## RECORDS SHOWN
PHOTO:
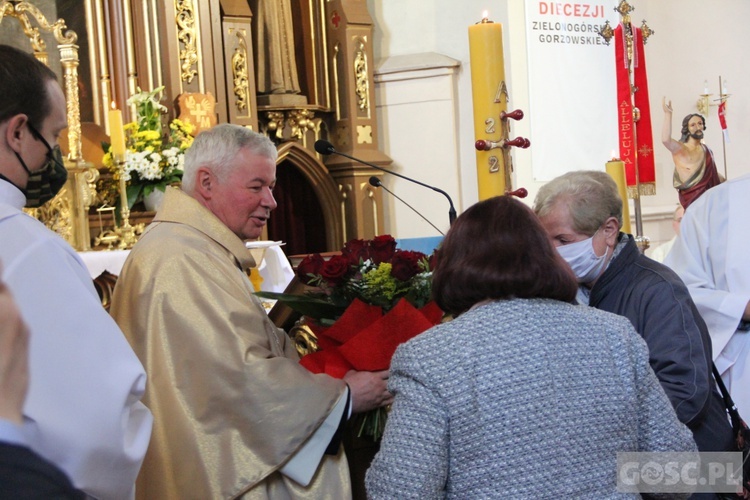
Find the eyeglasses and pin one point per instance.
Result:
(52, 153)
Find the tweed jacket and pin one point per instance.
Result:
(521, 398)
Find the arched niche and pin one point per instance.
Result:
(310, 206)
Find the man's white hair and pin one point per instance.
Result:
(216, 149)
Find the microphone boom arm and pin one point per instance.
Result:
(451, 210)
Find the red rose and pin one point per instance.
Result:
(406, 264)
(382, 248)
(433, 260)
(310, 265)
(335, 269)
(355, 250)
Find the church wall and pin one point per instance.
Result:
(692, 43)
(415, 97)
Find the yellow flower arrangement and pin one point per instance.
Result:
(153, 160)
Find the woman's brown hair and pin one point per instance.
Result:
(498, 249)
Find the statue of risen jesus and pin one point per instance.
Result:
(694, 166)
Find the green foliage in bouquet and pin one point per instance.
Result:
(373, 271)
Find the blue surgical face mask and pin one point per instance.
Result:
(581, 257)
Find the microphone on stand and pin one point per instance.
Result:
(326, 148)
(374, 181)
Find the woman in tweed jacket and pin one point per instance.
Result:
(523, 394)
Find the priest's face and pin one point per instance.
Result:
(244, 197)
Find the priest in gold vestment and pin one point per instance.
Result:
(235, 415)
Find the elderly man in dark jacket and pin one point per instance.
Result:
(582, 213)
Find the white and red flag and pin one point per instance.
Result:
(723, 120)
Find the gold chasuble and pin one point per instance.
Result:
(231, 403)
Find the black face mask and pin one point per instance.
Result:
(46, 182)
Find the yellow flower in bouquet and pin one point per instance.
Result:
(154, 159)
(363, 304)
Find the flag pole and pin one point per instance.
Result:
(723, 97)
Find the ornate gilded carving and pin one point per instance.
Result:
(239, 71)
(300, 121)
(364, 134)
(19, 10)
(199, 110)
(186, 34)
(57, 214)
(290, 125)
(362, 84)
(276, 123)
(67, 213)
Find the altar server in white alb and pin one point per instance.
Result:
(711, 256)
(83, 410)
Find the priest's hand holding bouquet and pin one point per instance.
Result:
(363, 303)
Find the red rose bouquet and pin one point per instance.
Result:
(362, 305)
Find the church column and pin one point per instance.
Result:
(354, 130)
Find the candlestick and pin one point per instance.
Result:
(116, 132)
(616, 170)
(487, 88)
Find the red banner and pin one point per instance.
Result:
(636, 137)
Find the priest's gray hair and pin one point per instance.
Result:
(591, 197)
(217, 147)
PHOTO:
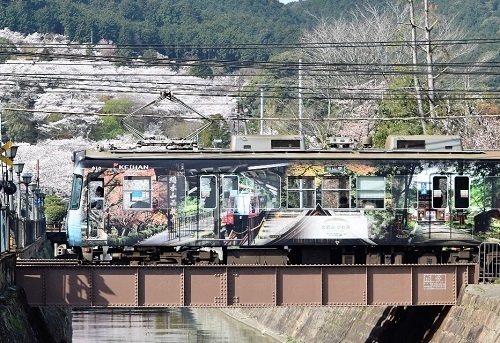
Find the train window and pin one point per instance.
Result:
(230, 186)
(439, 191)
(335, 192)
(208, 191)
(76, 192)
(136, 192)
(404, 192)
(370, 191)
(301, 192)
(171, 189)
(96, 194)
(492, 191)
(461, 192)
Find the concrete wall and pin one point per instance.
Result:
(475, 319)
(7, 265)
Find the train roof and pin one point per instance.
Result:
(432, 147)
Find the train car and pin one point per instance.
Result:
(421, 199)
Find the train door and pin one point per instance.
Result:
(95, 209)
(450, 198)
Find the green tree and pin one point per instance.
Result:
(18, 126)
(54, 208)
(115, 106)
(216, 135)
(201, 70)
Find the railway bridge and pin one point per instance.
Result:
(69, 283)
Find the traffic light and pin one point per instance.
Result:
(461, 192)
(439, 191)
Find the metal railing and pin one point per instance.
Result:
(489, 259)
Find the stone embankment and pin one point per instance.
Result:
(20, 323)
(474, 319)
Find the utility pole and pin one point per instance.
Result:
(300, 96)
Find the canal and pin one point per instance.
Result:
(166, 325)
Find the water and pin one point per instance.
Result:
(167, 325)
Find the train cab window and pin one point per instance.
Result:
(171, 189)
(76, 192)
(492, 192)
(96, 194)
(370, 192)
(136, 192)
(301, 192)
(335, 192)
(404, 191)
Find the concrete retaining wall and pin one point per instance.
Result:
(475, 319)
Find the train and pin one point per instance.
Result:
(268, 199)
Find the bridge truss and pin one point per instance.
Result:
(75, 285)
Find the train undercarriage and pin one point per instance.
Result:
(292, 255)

## AIM OF THE TASK
Which lines of the data contain the string "woman"? Copy each one.

## ANSWER TO THIS EXERCISE
Find the woman's brown hair and pin one point per instance.
Find the woman in tweed jacket and pin one point per instance.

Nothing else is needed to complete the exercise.